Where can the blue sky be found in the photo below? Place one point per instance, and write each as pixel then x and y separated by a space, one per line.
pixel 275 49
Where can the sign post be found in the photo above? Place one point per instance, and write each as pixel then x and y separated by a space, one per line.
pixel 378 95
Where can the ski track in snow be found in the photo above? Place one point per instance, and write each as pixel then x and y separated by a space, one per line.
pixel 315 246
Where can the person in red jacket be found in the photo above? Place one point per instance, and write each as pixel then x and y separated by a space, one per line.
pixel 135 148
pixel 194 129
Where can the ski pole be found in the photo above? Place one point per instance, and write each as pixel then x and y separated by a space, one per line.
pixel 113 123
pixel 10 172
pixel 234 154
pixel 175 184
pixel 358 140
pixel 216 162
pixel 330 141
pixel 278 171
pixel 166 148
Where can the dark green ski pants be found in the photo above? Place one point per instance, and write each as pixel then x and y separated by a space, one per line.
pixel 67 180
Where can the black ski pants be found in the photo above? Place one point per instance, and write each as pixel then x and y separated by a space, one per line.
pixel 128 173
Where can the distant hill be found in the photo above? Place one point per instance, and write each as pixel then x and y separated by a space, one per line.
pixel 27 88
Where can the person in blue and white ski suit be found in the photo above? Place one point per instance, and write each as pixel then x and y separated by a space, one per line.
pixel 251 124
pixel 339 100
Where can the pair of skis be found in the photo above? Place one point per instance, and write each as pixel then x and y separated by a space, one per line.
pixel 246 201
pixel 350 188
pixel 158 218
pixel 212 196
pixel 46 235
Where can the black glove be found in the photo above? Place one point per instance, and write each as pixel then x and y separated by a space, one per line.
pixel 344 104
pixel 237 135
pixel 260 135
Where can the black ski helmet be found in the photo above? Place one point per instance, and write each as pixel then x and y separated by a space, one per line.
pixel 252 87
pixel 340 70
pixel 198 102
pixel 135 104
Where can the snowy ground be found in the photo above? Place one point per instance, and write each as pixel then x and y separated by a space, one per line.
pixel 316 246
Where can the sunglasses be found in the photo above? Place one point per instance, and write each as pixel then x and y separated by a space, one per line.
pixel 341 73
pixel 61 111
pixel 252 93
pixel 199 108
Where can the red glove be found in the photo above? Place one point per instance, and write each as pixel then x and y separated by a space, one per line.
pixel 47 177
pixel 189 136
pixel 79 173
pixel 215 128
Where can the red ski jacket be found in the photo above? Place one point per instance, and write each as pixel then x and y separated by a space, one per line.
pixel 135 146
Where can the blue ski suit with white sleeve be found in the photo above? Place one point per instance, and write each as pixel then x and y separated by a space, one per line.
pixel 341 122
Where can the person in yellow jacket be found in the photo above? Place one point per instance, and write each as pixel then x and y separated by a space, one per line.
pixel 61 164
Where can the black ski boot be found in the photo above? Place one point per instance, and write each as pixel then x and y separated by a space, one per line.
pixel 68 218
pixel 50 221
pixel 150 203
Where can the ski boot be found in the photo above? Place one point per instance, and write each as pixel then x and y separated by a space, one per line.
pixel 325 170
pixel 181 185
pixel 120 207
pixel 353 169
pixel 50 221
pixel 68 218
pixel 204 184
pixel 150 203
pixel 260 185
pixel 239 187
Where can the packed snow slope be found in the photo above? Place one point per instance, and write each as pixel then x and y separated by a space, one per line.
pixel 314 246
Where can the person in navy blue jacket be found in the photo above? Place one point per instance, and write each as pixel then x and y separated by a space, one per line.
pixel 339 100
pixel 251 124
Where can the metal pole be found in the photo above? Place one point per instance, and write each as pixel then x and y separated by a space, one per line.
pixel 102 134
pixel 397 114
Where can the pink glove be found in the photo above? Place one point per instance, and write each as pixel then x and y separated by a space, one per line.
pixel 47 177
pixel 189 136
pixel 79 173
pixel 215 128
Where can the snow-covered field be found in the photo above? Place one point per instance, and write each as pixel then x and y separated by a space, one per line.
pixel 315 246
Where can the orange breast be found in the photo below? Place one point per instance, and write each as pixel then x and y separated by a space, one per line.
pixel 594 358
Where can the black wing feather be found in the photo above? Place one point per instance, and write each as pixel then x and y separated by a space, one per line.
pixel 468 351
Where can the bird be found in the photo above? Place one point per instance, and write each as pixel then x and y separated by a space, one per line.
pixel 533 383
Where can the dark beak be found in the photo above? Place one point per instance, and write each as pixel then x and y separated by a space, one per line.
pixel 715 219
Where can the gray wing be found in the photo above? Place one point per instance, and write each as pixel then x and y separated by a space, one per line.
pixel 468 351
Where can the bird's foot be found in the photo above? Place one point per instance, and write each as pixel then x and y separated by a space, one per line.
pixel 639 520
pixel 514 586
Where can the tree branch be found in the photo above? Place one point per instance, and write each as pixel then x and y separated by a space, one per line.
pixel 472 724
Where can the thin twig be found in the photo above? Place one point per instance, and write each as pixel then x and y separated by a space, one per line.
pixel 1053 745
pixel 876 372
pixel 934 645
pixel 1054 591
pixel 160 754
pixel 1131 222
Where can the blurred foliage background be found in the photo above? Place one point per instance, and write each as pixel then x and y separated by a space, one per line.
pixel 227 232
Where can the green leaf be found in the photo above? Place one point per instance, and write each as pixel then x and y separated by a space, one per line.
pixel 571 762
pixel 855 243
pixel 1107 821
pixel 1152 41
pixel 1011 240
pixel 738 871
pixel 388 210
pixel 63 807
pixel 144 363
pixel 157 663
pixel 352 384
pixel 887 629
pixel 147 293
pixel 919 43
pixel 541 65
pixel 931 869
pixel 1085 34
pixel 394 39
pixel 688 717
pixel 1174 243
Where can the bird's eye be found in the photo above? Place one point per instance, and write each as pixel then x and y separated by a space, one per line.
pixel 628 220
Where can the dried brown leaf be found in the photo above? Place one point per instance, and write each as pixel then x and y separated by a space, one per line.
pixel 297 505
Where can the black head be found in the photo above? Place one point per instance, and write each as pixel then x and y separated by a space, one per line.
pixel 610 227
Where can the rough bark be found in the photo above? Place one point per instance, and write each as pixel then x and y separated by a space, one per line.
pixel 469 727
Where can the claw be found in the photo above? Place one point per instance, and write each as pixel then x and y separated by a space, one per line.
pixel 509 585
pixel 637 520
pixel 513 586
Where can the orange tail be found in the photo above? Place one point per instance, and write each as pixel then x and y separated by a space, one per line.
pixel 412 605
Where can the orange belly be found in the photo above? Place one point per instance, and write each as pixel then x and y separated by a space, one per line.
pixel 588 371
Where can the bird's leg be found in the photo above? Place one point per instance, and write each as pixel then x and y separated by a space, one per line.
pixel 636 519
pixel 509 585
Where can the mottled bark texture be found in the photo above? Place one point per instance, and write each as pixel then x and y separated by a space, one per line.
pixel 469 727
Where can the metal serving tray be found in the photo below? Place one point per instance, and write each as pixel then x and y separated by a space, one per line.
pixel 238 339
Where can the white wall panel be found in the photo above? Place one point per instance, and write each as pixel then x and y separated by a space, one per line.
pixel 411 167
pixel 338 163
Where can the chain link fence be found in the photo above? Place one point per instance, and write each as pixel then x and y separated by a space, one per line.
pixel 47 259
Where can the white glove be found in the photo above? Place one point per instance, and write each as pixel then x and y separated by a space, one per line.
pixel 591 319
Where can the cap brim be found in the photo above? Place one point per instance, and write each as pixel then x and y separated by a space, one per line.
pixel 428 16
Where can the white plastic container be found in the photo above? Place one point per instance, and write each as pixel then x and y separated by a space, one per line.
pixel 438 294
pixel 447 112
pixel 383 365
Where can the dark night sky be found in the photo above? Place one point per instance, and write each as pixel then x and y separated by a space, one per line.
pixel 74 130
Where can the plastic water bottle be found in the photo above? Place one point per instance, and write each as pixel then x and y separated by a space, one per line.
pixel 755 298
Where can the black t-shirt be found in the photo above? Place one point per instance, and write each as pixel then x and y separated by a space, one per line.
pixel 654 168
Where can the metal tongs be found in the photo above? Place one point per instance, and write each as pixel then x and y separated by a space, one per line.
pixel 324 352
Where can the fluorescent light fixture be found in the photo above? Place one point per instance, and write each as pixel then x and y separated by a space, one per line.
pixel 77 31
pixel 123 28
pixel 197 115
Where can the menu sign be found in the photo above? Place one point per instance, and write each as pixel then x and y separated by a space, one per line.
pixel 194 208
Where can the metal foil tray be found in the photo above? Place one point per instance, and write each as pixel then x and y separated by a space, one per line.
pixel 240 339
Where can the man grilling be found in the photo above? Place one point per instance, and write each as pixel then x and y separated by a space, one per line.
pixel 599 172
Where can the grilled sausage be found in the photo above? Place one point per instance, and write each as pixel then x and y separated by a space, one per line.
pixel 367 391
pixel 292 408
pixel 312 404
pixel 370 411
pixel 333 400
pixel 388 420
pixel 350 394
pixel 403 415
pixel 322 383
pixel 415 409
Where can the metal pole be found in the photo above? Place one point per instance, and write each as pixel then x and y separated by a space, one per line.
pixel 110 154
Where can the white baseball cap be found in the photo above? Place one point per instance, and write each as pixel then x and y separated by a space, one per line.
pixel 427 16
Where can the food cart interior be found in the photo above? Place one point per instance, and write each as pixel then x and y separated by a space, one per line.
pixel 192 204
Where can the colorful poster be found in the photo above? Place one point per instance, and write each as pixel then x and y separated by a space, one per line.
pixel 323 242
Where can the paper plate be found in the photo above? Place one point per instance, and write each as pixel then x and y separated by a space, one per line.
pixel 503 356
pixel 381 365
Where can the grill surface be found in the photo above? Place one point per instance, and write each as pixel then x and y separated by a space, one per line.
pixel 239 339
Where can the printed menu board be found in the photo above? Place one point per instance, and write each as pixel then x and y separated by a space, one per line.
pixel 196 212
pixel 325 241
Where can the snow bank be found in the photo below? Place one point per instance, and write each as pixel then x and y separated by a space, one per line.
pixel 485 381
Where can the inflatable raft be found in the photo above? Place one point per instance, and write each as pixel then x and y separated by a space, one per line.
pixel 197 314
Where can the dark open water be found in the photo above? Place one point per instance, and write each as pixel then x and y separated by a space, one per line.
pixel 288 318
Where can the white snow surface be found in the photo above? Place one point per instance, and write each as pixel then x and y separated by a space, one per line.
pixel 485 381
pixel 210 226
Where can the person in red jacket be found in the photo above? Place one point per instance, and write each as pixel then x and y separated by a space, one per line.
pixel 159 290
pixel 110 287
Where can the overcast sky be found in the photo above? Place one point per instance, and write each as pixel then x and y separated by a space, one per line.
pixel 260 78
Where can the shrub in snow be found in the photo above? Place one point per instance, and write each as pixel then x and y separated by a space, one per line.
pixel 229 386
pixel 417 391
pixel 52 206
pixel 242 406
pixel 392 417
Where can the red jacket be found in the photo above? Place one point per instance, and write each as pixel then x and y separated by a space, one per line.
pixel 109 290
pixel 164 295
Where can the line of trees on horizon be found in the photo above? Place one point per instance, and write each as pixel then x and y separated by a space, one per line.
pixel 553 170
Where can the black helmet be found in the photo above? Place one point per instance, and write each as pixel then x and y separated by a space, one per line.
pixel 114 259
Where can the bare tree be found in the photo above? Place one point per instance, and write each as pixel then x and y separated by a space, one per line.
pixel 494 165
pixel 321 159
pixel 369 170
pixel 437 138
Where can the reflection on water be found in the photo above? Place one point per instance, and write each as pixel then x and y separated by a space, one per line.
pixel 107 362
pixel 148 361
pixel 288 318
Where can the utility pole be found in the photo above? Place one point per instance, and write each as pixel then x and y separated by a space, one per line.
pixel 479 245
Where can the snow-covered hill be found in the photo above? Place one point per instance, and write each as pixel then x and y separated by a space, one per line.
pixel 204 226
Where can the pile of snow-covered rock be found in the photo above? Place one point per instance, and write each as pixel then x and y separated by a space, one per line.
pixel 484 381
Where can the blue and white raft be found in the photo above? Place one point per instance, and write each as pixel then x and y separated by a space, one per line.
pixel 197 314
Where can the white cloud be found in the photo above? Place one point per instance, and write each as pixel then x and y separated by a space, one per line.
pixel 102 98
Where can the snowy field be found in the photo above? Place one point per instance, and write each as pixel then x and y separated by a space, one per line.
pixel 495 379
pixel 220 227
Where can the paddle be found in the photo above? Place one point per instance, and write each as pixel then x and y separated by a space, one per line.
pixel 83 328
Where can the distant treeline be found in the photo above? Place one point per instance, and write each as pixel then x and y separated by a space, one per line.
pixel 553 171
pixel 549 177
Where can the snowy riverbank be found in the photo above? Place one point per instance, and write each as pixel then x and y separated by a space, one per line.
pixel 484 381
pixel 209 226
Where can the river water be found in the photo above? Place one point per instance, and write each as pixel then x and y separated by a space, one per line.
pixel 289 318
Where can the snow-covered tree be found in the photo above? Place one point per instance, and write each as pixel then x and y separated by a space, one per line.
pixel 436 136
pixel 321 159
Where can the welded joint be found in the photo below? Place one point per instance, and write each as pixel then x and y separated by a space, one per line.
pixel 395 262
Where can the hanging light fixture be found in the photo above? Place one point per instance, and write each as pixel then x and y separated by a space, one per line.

#### Instructions to follow
Copy out the lines exactly, starting with the line that contains "Where can the dark open" and going on through the line that contains "pixel 392 417", both included.

#### Complete answer
Where can the dark open water be found in the photo above? Place one point per instance, and write each as pixel then x and y separated by a space, one per line.
pixel 288 318
Where can the white snow surface be found in the photo above? Place one point per instance, and write each as pixel then x and y separated by a space, one per line.
pixel 485 381
pixel 210 226
Where can the person in red jacket be found in the photo above? Place one point per instance, and write each as pixel then x and y separated by a space, one per line.
pixel 159 290
pixel 110 287
Where can the overcast sky be found in the photo above? Place one point per instance, and write each as pixel then x and y separated by a space, one per line.
pixel 260 78
Where can the shrub in snow be found in the photo above? Place one point per instance, and write each as pixel then x and y separated by a space, one per line.
pixel 229 386
pixel 417 391
pixel 52 206
pixel 242 406
pixel 392 417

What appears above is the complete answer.